What to produce.
Below are the records. Transcribe them exactly.

======== Data extract ========

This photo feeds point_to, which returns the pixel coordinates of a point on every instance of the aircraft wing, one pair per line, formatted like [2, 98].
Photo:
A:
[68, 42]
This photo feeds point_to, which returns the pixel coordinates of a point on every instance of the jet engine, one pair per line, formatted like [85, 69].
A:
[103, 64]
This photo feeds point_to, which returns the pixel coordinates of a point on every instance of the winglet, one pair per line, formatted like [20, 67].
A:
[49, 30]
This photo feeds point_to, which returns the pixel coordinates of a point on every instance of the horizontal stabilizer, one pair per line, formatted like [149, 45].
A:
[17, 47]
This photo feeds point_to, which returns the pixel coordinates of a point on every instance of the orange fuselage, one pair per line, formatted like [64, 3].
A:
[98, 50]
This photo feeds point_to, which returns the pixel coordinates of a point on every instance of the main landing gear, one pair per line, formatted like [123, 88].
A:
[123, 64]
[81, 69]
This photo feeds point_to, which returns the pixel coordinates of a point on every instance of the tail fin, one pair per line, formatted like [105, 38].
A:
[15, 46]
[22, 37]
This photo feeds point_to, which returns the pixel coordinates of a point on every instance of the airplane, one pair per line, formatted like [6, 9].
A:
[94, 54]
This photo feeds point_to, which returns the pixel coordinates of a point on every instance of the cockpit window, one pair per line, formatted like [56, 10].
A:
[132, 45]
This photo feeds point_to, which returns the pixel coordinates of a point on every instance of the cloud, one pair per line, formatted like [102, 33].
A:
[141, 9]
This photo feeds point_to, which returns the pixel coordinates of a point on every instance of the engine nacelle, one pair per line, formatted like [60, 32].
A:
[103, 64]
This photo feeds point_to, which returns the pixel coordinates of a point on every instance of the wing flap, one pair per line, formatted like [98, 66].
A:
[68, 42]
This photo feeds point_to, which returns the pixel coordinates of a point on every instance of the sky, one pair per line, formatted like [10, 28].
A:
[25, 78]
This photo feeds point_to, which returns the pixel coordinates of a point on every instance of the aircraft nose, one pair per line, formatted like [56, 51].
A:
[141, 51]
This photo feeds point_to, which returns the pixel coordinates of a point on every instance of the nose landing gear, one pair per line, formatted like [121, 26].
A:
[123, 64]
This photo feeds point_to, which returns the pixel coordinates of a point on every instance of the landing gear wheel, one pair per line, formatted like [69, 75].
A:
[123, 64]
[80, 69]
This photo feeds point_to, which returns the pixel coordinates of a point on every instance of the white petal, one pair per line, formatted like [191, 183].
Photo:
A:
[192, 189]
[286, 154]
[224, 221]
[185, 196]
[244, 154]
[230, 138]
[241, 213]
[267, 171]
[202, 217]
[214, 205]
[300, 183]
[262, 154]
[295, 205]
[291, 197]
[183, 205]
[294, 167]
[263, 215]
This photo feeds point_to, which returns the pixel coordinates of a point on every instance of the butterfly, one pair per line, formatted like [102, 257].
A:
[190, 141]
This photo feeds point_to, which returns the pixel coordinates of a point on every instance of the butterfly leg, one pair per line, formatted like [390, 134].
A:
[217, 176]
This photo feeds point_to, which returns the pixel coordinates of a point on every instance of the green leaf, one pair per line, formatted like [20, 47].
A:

========

The completed task.
This photo feeds point_to, which returns the pixel coordinates of a point on every instance of the aircraft wing, one pair per line, formatted like [2, 98].
Photo:
A:
[68, 42]
This photo feeds point_to, which returns the pixel coordinates of a point on every instance of the jet engine, one pair per line, formatted like [85, 69].
A:
[103, 64]
This photo feeds point_to, which returns the pixel coordinates of a point on every instance of the winglet, one pair per line, formatted like [20, 67].
A:
[49, 30]
This photo feeds point_to, which returns the pixel coordinates of a point on every instance of the horizontal stabilizer, one pair per line, formatted like [149, 45].
A:
[17, 47]
This photo feeds point_to, which returns the pixel coordinates of a point on every instance of the orange fuselage, one pair per line, formatted like [64, 3].
A:
[98, 50]
This photo feeds point_to, which returns the pixel coordinates of a point on every instance of the main landing gear, one pair per line, formatted like [123, 88].
A:
[123, 64]
[81, 69]
This photo feeds point_to, which returns the pixel coordinates of a point on every instance of the tail fin, one pair per line, formatted like [105, 38].
A:
[15, 46]
[22, 37]
This photo feeds point_to, which returns the pixel coordinates of a point on every instance of the airplane, one pair per line, formatted like [6, 9].
A:
[94, 54]
This photo feeds point_to, which returns the pixel coordinates of a point on every instance of the cockpit window, one pair per line, formatted like [56, 10].
A:
[132, 45]
This photo feeds point_to, which returns the pixel coordinates of a point on every instance of the cloud, one pair per line, formatted like [102, 33].
A:
[141, 9]
This photo feeds point_to, which returns the pixel coordinates of a point on every instance of the engine nacelle, one pair per line, formatted like [60, 32].
A:
[103, 64]
This photo feeds point_to, which returns the pixel coordinates of a point on every instance of the wing flap, one pair per line, formatted like [98, 66].
A:
[68, 42]
This photo feeds point_to, which returns the pixel coordinates of a point on every instance of the sky, one pair per line, formatted like [10, 28].
A:
[25, 78]
This photo feeds point_to, which returns the pixel coordinates of a point on every instance of the aircraft nose, one pair per line, formatted like [56, 51].
A:
[141, 51]
This photo feeds point_to, which returns the pixel coordinates of a point on every instance of the nose landing gear, one pair per line, formatted like [121, 26].
A:
[123, 64]
This photo feeds point_to, which returns the pixel coordinates of a point on every instance of the landing gear wheel, one pair per line, formatted like [69, 75].
A:
[123, 64]
[80, 69]
This photo feeds point_to, which returns the pixel coordinates of a point on every instance of the white petal, one pair per line, formatted like [191, 183].
Photo:
A:
[192, 189]
[286, 154]
[224, 221]
[185, 196]
[244, 154]
[230, 138]
[241, 213]
[267, 171]
[202, 217]
[214, 205]
[300, 183]
[262, 154]
[295, 205]
[291, 197]
[183, 205]
[294, 167]
[263, 215]
This photo feeds point_to, which returns the pixel coordinates of a point on every instance of the butterfly, one pair per line, formatted like [102, 257].
A:
[190, 141]
This photo feeds point_to, which returns the pixel coordinates of a point on every instance of the butterfly leg, one pair per line, formatted like [390, 134].
A:
[217, 176]
This photo feeds point_to, which returns the pixel coordinates of a point on every instance of the green leaf, one pair per line, formatted like [20, 47].
A:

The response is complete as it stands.